*WRITTEN EXERCISE 1:*
In the movie review, what kind of company does the villain run?

*READING TEXT:*
I have given up on reviewing Tamil movies, but sometimes it pains a lot to see how even media reviewers are swayed by sentiments that are totally against the ideals of the society we live.

Kaththi is a movie about a criminal who takes the place of an identical social activist. Initially he tries to loot money using the other person’s name but later gets impressed by his life and solves the original issue in his own way. Directed by AR Murugadoss, with Vijay in the lead, the movie is an allegory on the Kudankulam issue but to be a part of the safer side, they pick up a villain who runs a cola company. The issue is of water and one of the famous Cola companies trying to takeover the village for the abundant water resources.

The fundamental question that struck me when I saw the movie was “Who is the hero?”. Jeevanandam, social activist and fights for the people take up the mantle of ahimsa and never resorts to violence even when goons beat him up. Kaththi Kathiresan, is a criminal and resorts to violence, beats up even 50 goons (that coin fight was well shot) finally wins the case for the people. So Mr. Murugadoss, do you mean that ahimsa based social activism is useless? If all those activists who fight for people’s rights through ahimsa and democratic protests see this movie, how would they feel about it? Don’t you think, you have made the biggest joke on them? Do you really know what is grassroots activism? Did you actually take an effort to study and talk to these activists?

*WRITTEN EXERCISE 2:*
Rewrite the listing from its first line through the line containing "point(205, 70)", keeping the requests. Multiply each answer coordinate by 0.25 and round to a whole number, with halves rounded up, but leave the sample points inside the requests as they are.

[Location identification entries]
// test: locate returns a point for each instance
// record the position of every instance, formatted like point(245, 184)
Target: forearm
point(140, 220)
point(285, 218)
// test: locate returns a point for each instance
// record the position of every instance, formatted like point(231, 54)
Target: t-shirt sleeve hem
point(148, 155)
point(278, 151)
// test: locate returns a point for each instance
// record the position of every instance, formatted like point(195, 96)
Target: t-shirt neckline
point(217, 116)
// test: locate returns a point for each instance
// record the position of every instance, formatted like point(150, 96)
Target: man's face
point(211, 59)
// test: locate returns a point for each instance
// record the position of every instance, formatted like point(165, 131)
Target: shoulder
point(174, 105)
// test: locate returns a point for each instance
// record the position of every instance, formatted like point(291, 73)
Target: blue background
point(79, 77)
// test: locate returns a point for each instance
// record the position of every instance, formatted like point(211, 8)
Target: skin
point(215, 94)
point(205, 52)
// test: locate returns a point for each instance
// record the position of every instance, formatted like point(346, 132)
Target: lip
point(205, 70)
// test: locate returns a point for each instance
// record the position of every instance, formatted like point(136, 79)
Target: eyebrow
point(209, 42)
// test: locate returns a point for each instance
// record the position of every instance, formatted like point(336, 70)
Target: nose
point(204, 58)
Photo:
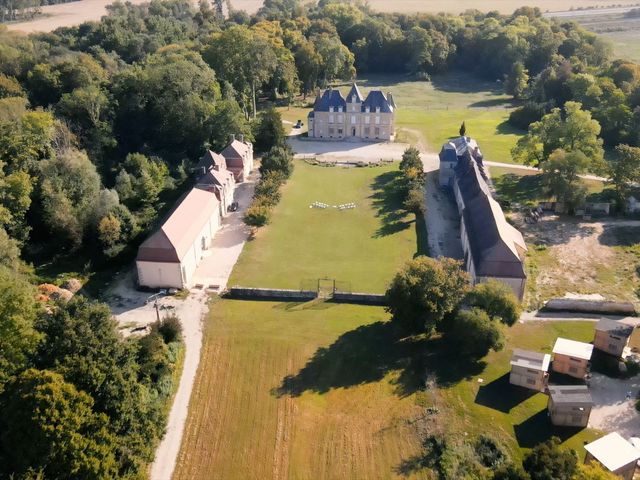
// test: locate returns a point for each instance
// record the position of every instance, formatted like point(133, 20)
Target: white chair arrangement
point(346, 206)
point(318, 205)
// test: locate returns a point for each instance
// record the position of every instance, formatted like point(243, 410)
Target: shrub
point(170, 328)
point(497, 299)
point(415, 201)
point(489, 452)
point(257, 215)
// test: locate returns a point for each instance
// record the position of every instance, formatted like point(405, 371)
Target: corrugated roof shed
point(613, 451)
point(529, 359)
point(571, 348)
point(178, 233)
point(574, 394)
point(496, 247)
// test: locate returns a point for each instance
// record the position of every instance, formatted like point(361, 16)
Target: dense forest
point(101, 124)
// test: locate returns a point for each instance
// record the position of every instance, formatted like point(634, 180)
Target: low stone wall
point(360, 298)
point(245, 293)
point(590, 306)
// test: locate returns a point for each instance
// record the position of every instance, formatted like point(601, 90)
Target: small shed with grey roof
point(612, 336)
point(569, 405)
point(529, 369)
point(571, 357)
point(615, 454)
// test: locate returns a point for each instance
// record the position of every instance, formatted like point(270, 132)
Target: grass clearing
point(363, 246)
point(320, 390)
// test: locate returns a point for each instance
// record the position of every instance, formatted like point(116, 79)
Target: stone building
point(334, 117)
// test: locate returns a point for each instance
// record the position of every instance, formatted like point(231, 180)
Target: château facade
point(334, 117)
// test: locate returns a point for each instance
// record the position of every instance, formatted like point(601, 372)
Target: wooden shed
point(569, 405)
point(612, 337)
point(615, 454)
point(571, 357)
point(529, 369)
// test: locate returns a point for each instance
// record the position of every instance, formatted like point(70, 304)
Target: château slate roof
point(333, 98)
point(377, 99)
point(330, 98)
point(354, 92)
point(496, 247)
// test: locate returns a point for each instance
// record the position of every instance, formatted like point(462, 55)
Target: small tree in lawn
point(473, 333)
point(424, 291)
point(278, 160)
point(411, 160)
point(497, 299)
point(547, 461)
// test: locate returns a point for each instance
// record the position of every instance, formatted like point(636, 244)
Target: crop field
point(321, 390)
point(304, 243)
point(435, 6)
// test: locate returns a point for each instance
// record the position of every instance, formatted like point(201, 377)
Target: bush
point(491, 455)
point(497, 299)
point(257, 215)
point(415, 201)
point(474, 333)
point(524, 116)
point(170, 328)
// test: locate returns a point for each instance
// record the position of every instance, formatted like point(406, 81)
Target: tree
point(426, 290)
point(547, 461)
point(561, 176)
point(624, 170)
point(68, 193)
point(411, 159)
point(510, 472)
point(277, 160)
point(497, 299)
point(18, 338)
point(270, 131)
point(473, 333)
point(463, 129)
point(55, 429)
point(517, 81)
point(571, 130)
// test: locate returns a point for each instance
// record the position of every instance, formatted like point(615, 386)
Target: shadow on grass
point(501, 395)
point(538, 428)
point(387, 200)
point(493, 102)
point(519, 188)
point(368, 353)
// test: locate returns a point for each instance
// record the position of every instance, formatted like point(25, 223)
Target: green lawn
point(431, 112)
point(363, 246)
point(321, 390)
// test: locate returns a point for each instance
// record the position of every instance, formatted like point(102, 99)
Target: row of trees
point(276, 167)
point(485, 459)
point(433, 296)
point(565, 143)
point(77, 400)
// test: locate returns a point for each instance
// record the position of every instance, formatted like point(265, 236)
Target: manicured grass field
point(363, 246)
point(321, 390)
point(431, 112)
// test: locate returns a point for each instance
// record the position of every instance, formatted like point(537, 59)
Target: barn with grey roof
point(493, 249)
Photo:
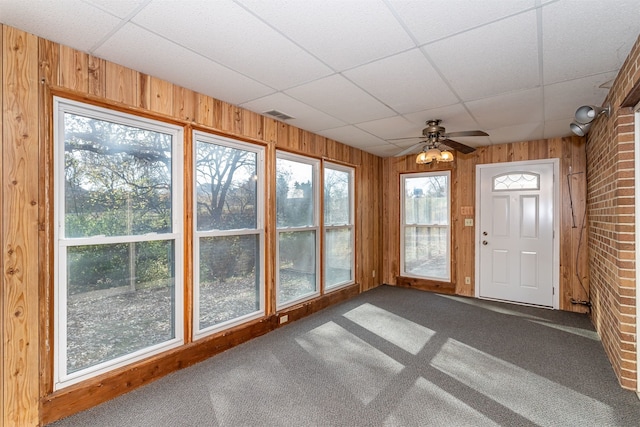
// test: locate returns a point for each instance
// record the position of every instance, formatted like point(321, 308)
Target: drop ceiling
point(363, 72)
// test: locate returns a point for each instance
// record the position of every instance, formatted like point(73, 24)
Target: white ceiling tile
point(178, 65)
point(119, 8)
point(493, 59)
point(434, 19)
point(389, 127)
point(558, 128)
point(509, 109)
point(304, 117)
point(228, 34)
point(340, 98)
point(562, 99)
point(386, 150)
point(405, 82)
point(582, 38)
point(42, 18)
point(356, 137)
point(517, 133)
point(341, 33)
point(454, 118)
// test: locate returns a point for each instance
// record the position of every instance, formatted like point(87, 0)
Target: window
point(338, 226)
point(229, 232)
point(296, 228)
point(118, 239)
point(425, 233)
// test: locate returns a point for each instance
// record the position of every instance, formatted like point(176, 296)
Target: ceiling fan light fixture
point(446, 156)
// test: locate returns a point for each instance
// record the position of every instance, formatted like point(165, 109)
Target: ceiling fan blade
point(409, 150)
point(465, 133)
point(458, 146)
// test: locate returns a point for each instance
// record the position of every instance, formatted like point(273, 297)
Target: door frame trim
point(556, 223)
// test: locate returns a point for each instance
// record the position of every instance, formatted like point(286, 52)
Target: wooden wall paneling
point(49, 62)
point(580, 277)
point(97, 76)
point(252, 124)
point(143, 91)
point(74, 69)
point(161, 96)
point(49, 58)
point(184, 104)
point(270, 131)
point(204, 114)
point(231, 116)
point(2, 185)
point(20, 227)
point(566, 220)
point(120, 84)
point(464, 250)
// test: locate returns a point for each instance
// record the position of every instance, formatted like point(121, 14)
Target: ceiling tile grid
point(364, 72)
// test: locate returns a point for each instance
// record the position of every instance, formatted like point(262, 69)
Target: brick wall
point(611, 212)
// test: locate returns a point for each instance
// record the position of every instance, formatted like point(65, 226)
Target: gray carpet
point(394, 357)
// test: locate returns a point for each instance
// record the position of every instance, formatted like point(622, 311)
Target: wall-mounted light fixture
point(585, 115)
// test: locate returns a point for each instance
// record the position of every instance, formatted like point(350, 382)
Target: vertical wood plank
point(2, 185)
point(74, 69)
point(184, 103)
point(20, 227)
point(97, 76)
point(48, 53)
point(204, 114)
point(144, 91)
point(161, 96)
point(120, 84)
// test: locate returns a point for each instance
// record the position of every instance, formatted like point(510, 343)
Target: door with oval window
point(517, 257)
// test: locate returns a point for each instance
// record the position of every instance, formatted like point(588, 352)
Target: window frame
point(62, 106)
point(404, 225)
point(350, 225)
point(259, 231)
point(315, 227)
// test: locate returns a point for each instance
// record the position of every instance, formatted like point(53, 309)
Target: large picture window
point(118, 239)
point(425, 228)
point(297, 229)
point(229, 232)
point(338, 226)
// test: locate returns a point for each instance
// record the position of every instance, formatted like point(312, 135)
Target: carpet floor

*WORKED SOLUTION 1:*
A cola company.

*WORKED SOLUTION 2:*
// test: locate returns a point for each instance
// record the position of every instance, formatted like point(245, 184)
Target: forearm
point(35, 55)
point(71, 55)
// test: locate returns a point for each instance
// record the position of every instance, formatted like point(231, 54)
Target: t-shirt sleeve hem
point(37, 39)
point(70, 38)
// test: locate returns a point for each instance
// record the position of every instance, formatted like point(195, 96)
Target: t-shirt neckline
point(54, 29)
// test: locate returns a point for each instance
// record the position of every instance, formatted like point(150, 96)
Target: man's face
point(53, 15)
// test: locate returns a point for each instance
// record the position of every instance, formatted like point(165, 131)
Target: shoulder
point(44, 26)
// test: locate returns a point for each instance
// record the position of every instance, formatted like point(291, 73)
Target: blue background
point(20, 19)
// test: locate returns a point for each instance
// record the position of every instance, formatted like point(211, 8)
Target: skin
point(54, 24)
point(51, 13)
// test: locate returns a point for each instance
// record the position of every instance, formatted like point(346, 132)
Target: lip
point(51, 18)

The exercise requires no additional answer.